- Recorded data
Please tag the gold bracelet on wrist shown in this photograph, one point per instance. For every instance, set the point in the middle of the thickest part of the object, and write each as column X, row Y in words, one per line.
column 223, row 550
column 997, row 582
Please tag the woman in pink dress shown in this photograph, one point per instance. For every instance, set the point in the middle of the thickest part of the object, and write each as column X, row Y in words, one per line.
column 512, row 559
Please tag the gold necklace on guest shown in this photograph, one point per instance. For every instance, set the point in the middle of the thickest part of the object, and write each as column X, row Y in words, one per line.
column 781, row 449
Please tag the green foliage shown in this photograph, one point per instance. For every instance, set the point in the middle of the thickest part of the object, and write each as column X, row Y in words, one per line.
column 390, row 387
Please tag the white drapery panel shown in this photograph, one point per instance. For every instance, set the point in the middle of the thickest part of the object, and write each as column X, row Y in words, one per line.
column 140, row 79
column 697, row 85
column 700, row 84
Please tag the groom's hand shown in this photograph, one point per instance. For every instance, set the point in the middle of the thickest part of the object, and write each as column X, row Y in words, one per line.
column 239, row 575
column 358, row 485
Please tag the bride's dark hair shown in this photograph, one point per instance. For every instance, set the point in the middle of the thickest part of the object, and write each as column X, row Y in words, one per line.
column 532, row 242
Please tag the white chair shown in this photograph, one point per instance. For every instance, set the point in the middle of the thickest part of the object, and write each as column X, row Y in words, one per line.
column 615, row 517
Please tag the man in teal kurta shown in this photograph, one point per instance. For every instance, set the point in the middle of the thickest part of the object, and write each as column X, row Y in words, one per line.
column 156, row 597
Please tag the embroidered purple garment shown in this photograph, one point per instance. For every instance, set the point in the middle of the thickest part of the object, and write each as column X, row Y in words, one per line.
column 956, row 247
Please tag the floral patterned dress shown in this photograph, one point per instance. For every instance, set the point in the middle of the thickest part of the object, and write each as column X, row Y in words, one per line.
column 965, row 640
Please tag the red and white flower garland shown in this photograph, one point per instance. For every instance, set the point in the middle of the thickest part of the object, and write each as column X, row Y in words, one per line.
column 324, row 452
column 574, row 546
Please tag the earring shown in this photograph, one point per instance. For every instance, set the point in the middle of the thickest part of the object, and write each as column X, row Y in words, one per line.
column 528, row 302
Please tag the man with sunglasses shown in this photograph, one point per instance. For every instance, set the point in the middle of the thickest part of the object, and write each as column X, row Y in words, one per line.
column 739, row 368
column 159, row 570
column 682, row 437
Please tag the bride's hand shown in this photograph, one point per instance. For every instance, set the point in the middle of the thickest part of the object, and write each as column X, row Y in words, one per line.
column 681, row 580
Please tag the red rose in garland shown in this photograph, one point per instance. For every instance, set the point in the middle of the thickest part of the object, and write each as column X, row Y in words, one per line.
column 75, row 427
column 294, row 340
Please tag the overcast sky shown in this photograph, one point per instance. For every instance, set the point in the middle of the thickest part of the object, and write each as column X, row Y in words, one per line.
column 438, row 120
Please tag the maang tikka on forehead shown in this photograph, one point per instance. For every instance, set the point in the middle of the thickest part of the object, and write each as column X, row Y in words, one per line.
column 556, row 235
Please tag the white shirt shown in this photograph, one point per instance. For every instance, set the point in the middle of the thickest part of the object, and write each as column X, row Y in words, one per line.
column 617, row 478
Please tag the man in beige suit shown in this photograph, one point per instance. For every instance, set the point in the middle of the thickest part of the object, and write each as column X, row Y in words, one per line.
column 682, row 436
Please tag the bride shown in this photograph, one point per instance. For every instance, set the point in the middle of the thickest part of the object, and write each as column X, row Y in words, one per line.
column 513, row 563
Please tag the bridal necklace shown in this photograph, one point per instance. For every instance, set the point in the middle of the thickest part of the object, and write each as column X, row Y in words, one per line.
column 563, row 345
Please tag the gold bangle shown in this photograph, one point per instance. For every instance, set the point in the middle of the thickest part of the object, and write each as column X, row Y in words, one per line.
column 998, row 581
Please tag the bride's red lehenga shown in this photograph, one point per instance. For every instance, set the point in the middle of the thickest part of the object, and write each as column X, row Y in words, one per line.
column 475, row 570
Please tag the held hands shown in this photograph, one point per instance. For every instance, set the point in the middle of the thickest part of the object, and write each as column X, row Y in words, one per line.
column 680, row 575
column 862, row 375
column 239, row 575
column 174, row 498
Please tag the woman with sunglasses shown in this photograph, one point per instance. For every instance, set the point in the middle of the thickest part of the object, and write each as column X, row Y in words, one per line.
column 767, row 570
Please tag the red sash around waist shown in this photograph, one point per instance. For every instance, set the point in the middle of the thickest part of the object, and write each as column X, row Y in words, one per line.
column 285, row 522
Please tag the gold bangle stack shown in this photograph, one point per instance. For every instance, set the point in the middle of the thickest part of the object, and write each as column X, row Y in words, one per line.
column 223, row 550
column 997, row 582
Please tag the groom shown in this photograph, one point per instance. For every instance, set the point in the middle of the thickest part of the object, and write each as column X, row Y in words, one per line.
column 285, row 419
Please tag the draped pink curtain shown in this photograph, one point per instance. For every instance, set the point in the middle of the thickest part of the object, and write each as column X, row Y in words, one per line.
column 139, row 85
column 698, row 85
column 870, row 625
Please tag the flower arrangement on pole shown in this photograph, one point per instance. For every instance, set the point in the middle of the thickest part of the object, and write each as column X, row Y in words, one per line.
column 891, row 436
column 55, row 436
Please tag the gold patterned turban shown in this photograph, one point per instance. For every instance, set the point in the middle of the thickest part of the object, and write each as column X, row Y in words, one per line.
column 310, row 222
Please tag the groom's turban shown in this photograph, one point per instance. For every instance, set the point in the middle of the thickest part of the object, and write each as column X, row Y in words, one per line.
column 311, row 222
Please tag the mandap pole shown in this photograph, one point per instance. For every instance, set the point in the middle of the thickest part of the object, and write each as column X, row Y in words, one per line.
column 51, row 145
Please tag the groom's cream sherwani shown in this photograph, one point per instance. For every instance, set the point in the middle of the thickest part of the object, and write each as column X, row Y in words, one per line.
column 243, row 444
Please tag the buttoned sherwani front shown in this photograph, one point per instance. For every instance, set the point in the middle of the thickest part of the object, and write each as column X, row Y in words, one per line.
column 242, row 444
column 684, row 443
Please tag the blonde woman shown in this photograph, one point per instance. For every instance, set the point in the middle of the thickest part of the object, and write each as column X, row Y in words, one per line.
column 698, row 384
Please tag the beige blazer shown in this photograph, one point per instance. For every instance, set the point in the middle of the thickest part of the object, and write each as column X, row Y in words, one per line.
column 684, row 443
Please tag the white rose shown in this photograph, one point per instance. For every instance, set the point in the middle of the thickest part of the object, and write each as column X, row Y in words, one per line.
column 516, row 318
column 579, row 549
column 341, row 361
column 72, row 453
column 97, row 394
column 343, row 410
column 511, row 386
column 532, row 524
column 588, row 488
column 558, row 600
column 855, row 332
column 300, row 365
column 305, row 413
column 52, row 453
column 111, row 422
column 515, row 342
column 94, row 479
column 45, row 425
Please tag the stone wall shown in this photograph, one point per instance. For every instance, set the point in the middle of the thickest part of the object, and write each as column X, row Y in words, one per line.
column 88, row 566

- Directions
Copy task. Give back the whole listing exactly as written.

- Result
Please tag the gold bracelet on wrist shown in this photograph, one point per instance. For every instance, set the point in the middle of the thickest part of the object, and write each as column X, row Y in words, one per line.
column 223, row 550
column 997, row 582
Please tag the woman in pink dress shown in this photograph, one point per instance. For every instance, set the point in the middle of the thickest part of the object, and write each as column X, row Y in words, one per line.
column 512, row 559
Please tag the gold necklace on guest shown in this photograph, one point per instance. For every instance, set the point in the middle of the thickest part of the object, and write each as column X, row Y in words, one per line.
column 781, row 449
Please tag the green foliage shown in this photograph, one point per instance. For every instance, set the point in the middle of the thickest part of the object, and write each as column X, row Y in words, one per line.
column 390, row 387
Please tag the white drapery panel shown in this photograph, one point per instance. For every instance, set the point in the middle of the thickest part of the object, and write each as column X, row Y in words, one per line.
column 140, row 79
column 697, row 85
column 700, row 84
Please tag the groom's hand shown in this photograph, one point per instance. For every instance, set the point in the middle of the thickest part of the object, and write each as column X, row Y in words, one per line.
column 239, row 575
column 358, row 485
Please tag the bride's dark hair shown in this photograph, one point per instance. For every instance, set the point in the middle of the thickest part of the object, and write each as column X, row Y in words, one per line.
column 532, row 242
Please tag the white chair shown in this photograph, one point per instance. For every instance, set the point in the middle of the thickest part of the object, and write each as column X, row Y in words, one per line.
column 615, row 517
Please tag the man in teal kurta shown in this photograph, one point per instance. For every instance, set the point in the middle of the thickest part of the object, and write each as column X, row Y in words, one per line.
column 156, row 597
Please tag the embroidered purple garment shown in this photograph, one point per instance. For every instance, set the point in the middle of the thickest part of the object, and write each as column X, row Y in words, one per line.
column 956, row 247
Please tag the floral patterned dress shown in this photograph, one point per instance. For every instance, set the point in the middle of the thickest part of the object, and write each as column X, row Y in words, one per line.
column 965, row 640
Please tag the red and white flower garland shown in this photograph, one point per instance. For every instance, set the point in the middle of the thickest part of the object, and write each as column X, row Y in words, one per line.
column 324, row 452
column 574, row 546
Please tag the earring shown in this photograph, one point per instance. For every instance, set the point in the middle of the thickest part of the object, and write each as column X, row Y in words, one per line.
column 528, row 302
Please tag the man with sunglasses shown in this photograph, one point per instance. For every instance, set the point in the middle of the thickest part of the object, and write each as column X, row Y in words, one per line.
column 739, row 368
column 159, row 570
column 682, row 437
Please tag the bride's hand shown in this photograph, one point per instance. For every instance, set the point in the middle of the thickest part of the object, and write each as column X, row Y in words, one per line.
column 681, row 580
Please tag the red rose in garland shown in this photograph, one point per instance. For every instance, set the point in the middle of the thickest part of the object, and write each as column X, row Y in words, one per line.
column 75, row 427
column 294, row 340
Please tag the overcast sky shown in this photograph, one point per instance. For every instance, set the point in the middle of the thickest part of the object, and write each as column X, row Y in words, one per line.
column 438, row 120
Please tag the maang tikka on forehead shown in this photograph, one point per instance. For every instance, set the point in the middle of the thickest part of the object, and write each as column X, row Y in words, one per line.
column 556, row 235
Please tag the white shirt shown in this photograph, one point per instance. For every instance, set the point in the middle of the thickest part of the object, and write each as column X, row Y in words, one per line.
column 617, row 478
Please tag the man in beige suit shown in this photograph, one point per instance. For every instance, set the point in the middle of the thickest part of the object, and write each as column X, row Y in words, one per line.
column 682, row 436
Please tag the bride shown in this photograph, one point per instance. For every instance, set the point in the middle of the thickest part of the object, and write each as column X, row Y in words, one per line.
column 513, row 563
Please tag the bridal necklace shown in this photograph, one point per instance. For every instance, set the point in the middle of the thickest part of the object, and write each as column X, row Y in words, one per line.
column 563, row 345
Please tag the gold bangle shown in this photograph, one point per instance. For every instance, set the point in the middle of the thickest part of the object, and write each as column X, row Y in words, one per line.
column 998, row 581
Please tag the bride's red lehenga shown in this photograph, one point per instance. For every instance, set the point in the middle of the thickest part of the object, and write each as column X, row Y in words, one per line.
column 475, row 570
Please tag the held hands shown in this photograph, one point per instance. For every instance, set the point in the middle of the thickest part of the object, and write each as column X, row Y in words, one per line.
column 680, row 575
column 862, row 375
column 239, row 575
column 174, row 498
Please tag the woman with sunglasses shown in this photograph, one point per instance. For every instance, set the point in the middle of the thickest part of the object, and write each as column X, row Y in words, one per line.
column 767, row 570
Please tag the red sash around waist shown in this photograph, one point per instance. For every instance, set the point in the middle of the thickest part of the object, and write each as column X, row Y in words, one per line.
column 285, row 522
Please tag the gold bangle stack shown in this photograph, one point per instance. For every instance, set the point in the middle of the thickest part of the object, and write each as column X, row Y in words, one per line.
column 223, row 550
column 997, row 582
Please tag the groom shown in this photograph, one point per instance. For every instance, set the point in the middle of the thickest part of the object, and write each as column X, row Y in words, one per line.
column 285, row 419
Please tag the draped pink curtain shown in this photograph, one point per instance. For every instance, set the point in the middle of the thickest part of the object, and write each as column X, row Y in words, one per line.
column 139, row 85
column 698, row 85
column 870, row 625
Please tag the flower arrangement on pole shown in this photograph, one point per instance. For every instance, set the point in the middle of the thickest part of the object, and write each as column X, row Y in words, one per line.
column 891, row 436
column 55, row 436
Please tag the gold patterned turban shown in this photograph, one point per instance. For every instance, set the point in the middle of the thickest part of the object, and write each as column X, row Y in words, one per line.
column 310, row 222
Please tag the groom's turban shown in this photograph, one point per instance. For every instance, set the point in the middle of the thickest part of the object, and write each as column X, row Y in words, one per line.
column 311, row 222
Please tag the mandap pole shown in this photograph, one point per instance. For every instance, set the point in the middle of the thickest part of the object, and write each as column X, row Y in words, one per line.
column 51, row 145
Please tag the groom's cream sherwani shown in this photograph, one point per instance. For every instance, set the point in the middle of the thickest part of the object, and write each as column X, row Y in words, one per line.
column 243, row 444
Please tag the buttoned sherwani front shown in this photograph, one point per instance. For every instance, set the point in the middle of the thickest part of the object, and write each as column X, row Y in words, one per line.
column 242, row 444
column 684, row 443
Please tag the blonde woman shown in this photograph, one point per instance. For every instance, set the point in the middle of the thickest part of the object, and write each as column X, row Y in words, one per line.
column 698, row 384
Please tag the beige blazer shown in this photograph, one point per instance. For every instance, set the point in the middle of the thickest part of the object, and write each as column X, row Y in words, one per line.
column 684, row 443
Please tag the white rose shown in this photograph, one point per instance. For every instance, set the point in the middle of the thickest part of the object, and write each as column X, row Y in words, one per line.
column 516, row 318
column 579, row 549
column 341, row 361
column 72, row 453
column 97, row 394
column 343, row 410
column 511, row 386
column 532, row 524
column 588, row 488
column 558, row 600
column 855, row 332
column 300, row 365
column 305, row 413
column 52, row 453
column 111, row 422
column 515, row 342
column 94, row 479
column 45, row 425
Please tag the stone wall shown in this photograph, one point per instance. For every instance, set the point in the middle of the thickest part of the object, and write each as column X, row Y in words, one per line.
column 88, row 566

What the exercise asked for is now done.